Your goal: Copy out the whole listing below exactly.

---------- Records supplied

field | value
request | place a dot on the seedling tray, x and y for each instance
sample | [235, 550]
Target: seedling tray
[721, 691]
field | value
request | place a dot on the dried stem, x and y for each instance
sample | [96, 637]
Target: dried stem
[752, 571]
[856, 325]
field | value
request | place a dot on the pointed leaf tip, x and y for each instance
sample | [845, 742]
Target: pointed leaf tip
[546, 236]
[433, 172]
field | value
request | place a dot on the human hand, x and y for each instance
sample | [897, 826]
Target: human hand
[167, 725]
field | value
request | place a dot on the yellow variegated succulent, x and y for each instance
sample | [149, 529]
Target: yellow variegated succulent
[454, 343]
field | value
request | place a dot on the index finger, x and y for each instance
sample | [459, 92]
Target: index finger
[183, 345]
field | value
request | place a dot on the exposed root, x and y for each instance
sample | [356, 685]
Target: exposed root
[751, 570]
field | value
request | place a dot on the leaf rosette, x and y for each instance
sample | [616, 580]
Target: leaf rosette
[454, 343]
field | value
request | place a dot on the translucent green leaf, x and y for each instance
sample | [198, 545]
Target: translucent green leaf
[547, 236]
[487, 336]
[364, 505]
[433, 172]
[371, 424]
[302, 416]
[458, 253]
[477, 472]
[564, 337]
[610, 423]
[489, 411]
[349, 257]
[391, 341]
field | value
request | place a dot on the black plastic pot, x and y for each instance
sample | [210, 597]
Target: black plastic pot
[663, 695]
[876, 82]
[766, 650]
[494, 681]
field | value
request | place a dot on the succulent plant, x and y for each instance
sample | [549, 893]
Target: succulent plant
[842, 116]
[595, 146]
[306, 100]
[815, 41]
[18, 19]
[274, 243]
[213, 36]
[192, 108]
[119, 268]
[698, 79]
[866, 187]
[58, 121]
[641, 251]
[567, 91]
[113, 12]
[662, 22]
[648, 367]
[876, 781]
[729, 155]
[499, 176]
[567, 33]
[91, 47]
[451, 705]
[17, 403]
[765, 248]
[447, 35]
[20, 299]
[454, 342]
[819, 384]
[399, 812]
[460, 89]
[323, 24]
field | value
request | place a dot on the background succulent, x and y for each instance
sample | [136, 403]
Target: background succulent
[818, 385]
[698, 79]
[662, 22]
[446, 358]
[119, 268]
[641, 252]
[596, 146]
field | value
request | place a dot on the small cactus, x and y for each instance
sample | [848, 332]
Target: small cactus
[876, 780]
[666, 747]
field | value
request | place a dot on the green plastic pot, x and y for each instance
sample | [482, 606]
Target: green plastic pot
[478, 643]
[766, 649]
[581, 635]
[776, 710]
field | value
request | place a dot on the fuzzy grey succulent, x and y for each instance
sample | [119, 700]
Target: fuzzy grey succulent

--------------------

Answer area:
field | value
request | place a dot on the seedling tray, x and y for each instance
sample | [235, 550]
Target: seedling tray
[721, 691]
field | value
request | place a dot on the dried stem, x and y for each instance
sample | [96, 637]
Target: dried stem
[752, 571]
[856, 325]
field | value
request | place a dot on the pointed leaf tip, x and y for each instance
sample | [845, 742]
Target: pointed leaf tip
[546, 236]
[433, 172]
field | value
request | place a dot on the human hand, x and y for each instance
sample | [897, 826]
Target: human hand
[167, 725]
field | value
request | place a dot on the yellow variegated succulent, x and y for each instance
sample | [149, 529]
Target: yellow variegated succulent
[454, 343]
field | value
request | place a dot on the index finger, x and y for each instance
sample | [459, 92]
Target: index finger
[183, 345]
field | value
request | place a dot on the exposed root, x and y for each instance
sample | [356, 685]
Target: exposed root
[751, 570]
field | value
request | place a dot on the leaf rosette, x and y for each instance
sample | [616, 580]
Target: leaf rosette
[454, 343]
field | value
request | place a dot on the translucent green leaf, x and y for each instance
sample | [198, 545]
Target: translucent green leaf
[547, 236]
[487, 336]
[364, 505]
[433, 172]
[371, 424]
[302, 416]
[458, 253]
[477, 472]
[564, 337]
[610, 423]
[489, 411]
[349, 257]
[391, 341]
field | value
request | place a dot on the black plastic pot, x and y for each instance
sample | [210, 597]
Target: black plastic pot
[663, 695]
[876, 82]
[766, 650]
[494, 681]
field | value
request | place a dot on the succulent plant, x and y for each instance
sample | [549, 893]
Target: succulent plant
[842, 116]
[595, 146]
[306, 100]
[815, 41]
[18, 19]
[274, 243]
[213, 36]
[192, 108]
[119, 268]
[698, 79]
[866, 187]
[58, 121]
[641, 251]
[567, 91]
[113, 12]
[662, 22]
[648, 367]
[876, 781]
[729, 155]
[499, 176]
[567, 33]
[91, 47]
[451, 705]
[17, 403]
[765, 248]
[447, 35]
[20, 299]
[454, 342]
[819, 384]
[399, 812]
[460, 89]
[323, 24]
field | value
request | place a dot on the background succulent, x and y for each instance
sample | [136, 403]
Target: background succulent
[818, 385]
[698, 79]
[662, 22]
[446, 358]
[119, 268]
[641, 252]
[596, 146]
field | value
request | place a dot on the small cactus, x and y for each instance
sample | [848, 332]
Target: small cactus
[876, 780]
[666, 747]
field | value
request | place a dot on the green plastic pot, x and y for each instance
sample | [482, 606]
Target: green plastic pot
[478, 643]
[766, 649]
[581, 635]
[776, 710]
field | value
request | place a dot on the fuzzy grey succulent, x and y for each instance
sample | [119, 700]
Target: fuzzy grey succulent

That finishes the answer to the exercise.